→ WHAT NEEDS TO BE DONE:
Copy the records below exactly.

--- SUPPLIED DATA Enclosed Below ---

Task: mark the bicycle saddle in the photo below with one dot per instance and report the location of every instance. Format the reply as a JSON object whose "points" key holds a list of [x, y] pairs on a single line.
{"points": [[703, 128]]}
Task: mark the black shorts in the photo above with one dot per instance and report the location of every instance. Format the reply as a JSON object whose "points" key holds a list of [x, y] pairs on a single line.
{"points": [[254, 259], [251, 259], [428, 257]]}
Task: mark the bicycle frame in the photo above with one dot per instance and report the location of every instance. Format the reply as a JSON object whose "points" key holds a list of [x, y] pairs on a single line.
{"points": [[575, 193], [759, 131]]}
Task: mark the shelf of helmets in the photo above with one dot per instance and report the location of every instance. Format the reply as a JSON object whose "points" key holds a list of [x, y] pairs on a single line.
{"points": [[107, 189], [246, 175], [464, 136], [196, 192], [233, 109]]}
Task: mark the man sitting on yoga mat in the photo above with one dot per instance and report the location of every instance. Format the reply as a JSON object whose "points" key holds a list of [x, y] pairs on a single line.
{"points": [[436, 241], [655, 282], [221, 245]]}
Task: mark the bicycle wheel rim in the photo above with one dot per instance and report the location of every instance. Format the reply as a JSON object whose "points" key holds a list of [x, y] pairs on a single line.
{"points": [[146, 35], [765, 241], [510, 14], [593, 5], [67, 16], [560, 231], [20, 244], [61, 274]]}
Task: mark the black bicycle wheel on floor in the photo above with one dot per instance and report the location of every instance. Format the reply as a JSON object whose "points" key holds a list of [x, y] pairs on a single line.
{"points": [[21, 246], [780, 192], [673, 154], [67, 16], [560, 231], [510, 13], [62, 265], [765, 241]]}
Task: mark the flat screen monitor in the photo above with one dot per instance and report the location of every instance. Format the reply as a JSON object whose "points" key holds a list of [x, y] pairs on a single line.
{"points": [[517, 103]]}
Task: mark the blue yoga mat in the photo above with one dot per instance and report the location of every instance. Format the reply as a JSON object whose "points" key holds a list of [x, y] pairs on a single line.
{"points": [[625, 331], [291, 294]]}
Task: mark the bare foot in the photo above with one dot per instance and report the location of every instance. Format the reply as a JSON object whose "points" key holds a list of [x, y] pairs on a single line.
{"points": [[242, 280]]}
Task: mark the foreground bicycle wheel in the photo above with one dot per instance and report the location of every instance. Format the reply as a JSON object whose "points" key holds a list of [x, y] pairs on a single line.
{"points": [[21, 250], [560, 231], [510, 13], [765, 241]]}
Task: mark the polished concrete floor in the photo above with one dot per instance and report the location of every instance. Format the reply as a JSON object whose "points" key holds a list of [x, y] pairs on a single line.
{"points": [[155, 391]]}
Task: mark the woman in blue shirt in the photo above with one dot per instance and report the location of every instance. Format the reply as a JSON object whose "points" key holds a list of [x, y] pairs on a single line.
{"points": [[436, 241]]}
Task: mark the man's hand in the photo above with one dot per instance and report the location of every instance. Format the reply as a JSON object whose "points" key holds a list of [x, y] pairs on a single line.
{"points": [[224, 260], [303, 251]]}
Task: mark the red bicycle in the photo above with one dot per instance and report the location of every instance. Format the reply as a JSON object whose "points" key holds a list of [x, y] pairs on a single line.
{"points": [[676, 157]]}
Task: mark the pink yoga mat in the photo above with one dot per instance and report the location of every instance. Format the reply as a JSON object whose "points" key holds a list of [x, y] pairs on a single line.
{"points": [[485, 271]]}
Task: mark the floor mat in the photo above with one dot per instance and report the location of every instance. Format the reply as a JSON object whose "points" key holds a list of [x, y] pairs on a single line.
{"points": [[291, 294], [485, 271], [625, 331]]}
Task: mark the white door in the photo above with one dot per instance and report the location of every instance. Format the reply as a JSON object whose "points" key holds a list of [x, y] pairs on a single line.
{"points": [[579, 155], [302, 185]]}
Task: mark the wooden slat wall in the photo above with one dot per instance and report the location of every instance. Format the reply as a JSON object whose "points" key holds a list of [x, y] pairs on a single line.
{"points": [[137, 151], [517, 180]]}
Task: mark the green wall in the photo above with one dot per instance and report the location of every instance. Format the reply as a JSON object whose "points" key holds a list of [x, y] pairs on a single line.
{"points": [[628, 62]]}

--- End of Enclosed SUPPLIED DATA ---

→ RESPONSE:
Task: mark the bicycle saddle in the photo below with one dot per instance and report the location of every instance. Format the reply as a JSON object whose "points" key holds a list of [x, y] pairs on a single line.
{"points": [[703, 128]]}
Task: mark the black shorts in the photo above with one dot per instance and report the location of every instance. Format the reply as a JSON object whose "points" key holds a list of [x, y] pairs on a single line.
{"points": [[254, 259], [251, 259], [428, 257]]}
Task: mark the bicycle frame in the photo above with one dot per instance and report the location of every instance. Format the reply as a JSON object whose "points" key holds a list of [x, y] pairs on a single line.
{"points": [[575, 193], [759, 131]]}
Task: mark the shelf of helmets in the photo above with one dot per instance and report the location of every instance. Format the reply as a JSON object whose "points" key holds a list of [x, y] pairs on a single line.
{"points": [[107, 189], [246, 175], [464, 136], [196, 192], [233, 109]]}
Task: mark the man sitting on yoga mat in the photo above with one dot per instance and report the location of every instance. Format the reply as a JSON object whose "points" key holds a list of [x, y] pairs on a single line.
{"points": [[436, 241], [655, 282], [221, 245]]}
Task: mark the bicycle wheel rim in the photo above with one dot per instance and report the location of every instance. Format the reply as a JSON object whose "points" key holds a list of [x, y] pairs on a single line.
{"points": [[146, 35], [765, 241], [510, 14], [593, 5], [67, 16], [560, 231], [20, 244], [61, 274]]}
Task: mark the black bicycle wheel on floor in the photo above with one dot per instance and report the location of every instance. Format the reply as a JSON object whose "points" key holds a list of [x, y] pairs on a single line.
{"points": [[21, 246], [780, 192], [673, 154], [67, 16], [560, 231], [510, 13], [62, 265], [765, 241]]}
Task: mark the flat screen monitor in the photo above with one dot per instance and report the location of every instance. Format the reply as a JSON object whose "points" key holds a list of [x, y] pairs on a single line.
{"points": [[517, 103]]}
Task: mark the blue yoga mat in the photo above with one dot per instance and report the location of every instance. Format the reply as a JSON object whose "points" key holds a list of [x, y] pairs on a single line.
{"points": [[625, 331], [291, 294]]}
Task: mark the bare foot in the photo above with one dot per instance and report the location of every instance. Format the reply as a JSON object whose "points" key holds a list of [x, y] pairs on a single line.
{"points": [[242, 280]]}
Task: mark the foreground bicycle wheel in the photo above with one dot per instance and report the location of every instance. Format the reply as a JSON object whose "points" key holds a list of [x, y] pairs on a single line.
{"points": [[21, 250], [560, 231], [510, 13], [765, 241]]}
Task: mark the polished concrete floor in the photo above with one dot per instance and report the location of every instance. Format the reply as a JSON object whose "points" key holds a list of [x, y] pairs on a single line.
{"points": [[155, 391]]}
Task: mark the woman in blue shirt in the photo above with one dot per instance and report the location of every instance. Format the reply as a JSON object whose "points" key holds a list of [x, y] pairs on a single line.
{"points": [[436, 241]]}
Task: mark the man's hand in the photo above with one dot per instance and report the location of every instance. Format the reply as a JSON object whose "points" key holds a list of [x, y] pairs on a single line.
{"points": [[224, 260], [303, 251]]}
Task: mark the red bicycle in the photo above with one dot per instance and report the location of every instance. Format the reply as a JSON object whose "points" key holds a list of [x, y] pairs on a single line.
{"points": [[676, 157]]}
Task: mark the pink yoga mat in the photo above with one dot per instance and report the location of every instance. Format the reply as a JSON object whose "points" key holds a list of [x, y] pairs on a single line.
{"points": [[485, 271]]}
Task: mark the floor mat in the photo above with one dot per instance and report the location of every instance. Format the reply as a JSON object whose "points" key holds a list of [x, y] pairs on a single line.
{"points": [[291, 294], [485, 271], [625, 331]]}
Task: mark the white door in the photo above with one dot per instance and report the location of every instance. Format the reply as a JSON object whose "points" key holds a list of [x, y] pairs on a single line.
{"points": [[579, 155], [302, 185]]}
Task: mark the wooden slat wall in the photo above with one dot per instance and report the location of every instance. Format the reply as a JSON object whose "points" key holds a list of [x, y] pairs on a single line.
{"points": [[137, 151], [517, 180]]}
Task: mark the green wall in the photo above with one dot per instance and report the location of every instance. Format the reply as a JSON object whose "points" key holds a list of [x, y] pairs on a single line.
{"points": [[628, 62]]}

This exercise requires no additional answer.